Work to be completed: Write out all of the records below precisely as given, omitting the images.

Records for this task:
--- START ---
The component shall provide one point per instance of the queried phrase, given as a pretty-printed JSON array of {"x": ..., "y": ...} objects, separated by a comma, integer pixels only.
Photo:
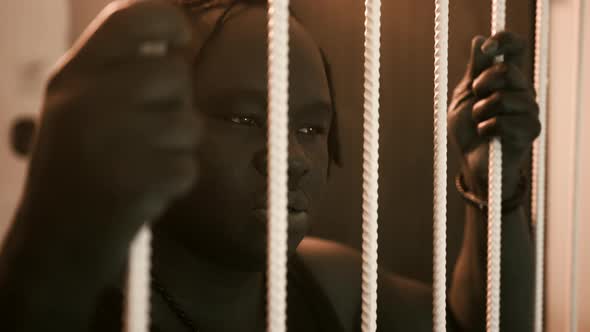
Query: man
[{"x": 180, "y": 139}]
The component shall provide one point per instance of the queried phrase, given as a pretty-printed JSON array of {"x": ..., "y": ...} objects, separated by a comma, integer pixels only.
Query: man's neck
[{"x": 212, "y": 295}]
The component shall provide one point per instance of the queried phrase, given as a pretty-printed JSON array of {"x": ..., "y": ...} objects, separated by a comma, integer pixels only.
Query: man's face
[{"x": 224, "y": 217}]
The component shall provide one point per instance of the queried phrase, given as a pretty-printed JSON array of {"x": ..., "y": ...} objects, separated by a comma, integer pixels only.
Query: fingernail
[{"x": 490, "y": 46}]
--- END ---
Worked solution:
The component shall provide one point per instance of the queried phrase, given as a pretty-printed JSON array of {"x": ..., "y": ...} objects, separated by a comma, integer pixels only.
Photo:
Query: man
[{"x": 180, "y": 139}]
The component shall provide one point per instance of the queried phrase, given as a pretty-printed JSON array of {"x": ..., "y": ...} objects, separated by a comma, integer pixels only.
Query: man's neck
[{"x": 212, "y": 295}]
The component shall provide one point per instance of the queried phrase, given as a pretty-printed JSON array of {"x": ..., "y": ...} objects, separated by a comma, integer pixels only.
Query: man's face
[{"x": 224, "y": 217}]
The component shall provide one point per instance of the queried phrase, given as a pretty-printed JSON array of {"x": ..., "y": ...} objects, separated by a comma, integer pixels only.
Query: fingernail
[{"x": 490, "y": 46}]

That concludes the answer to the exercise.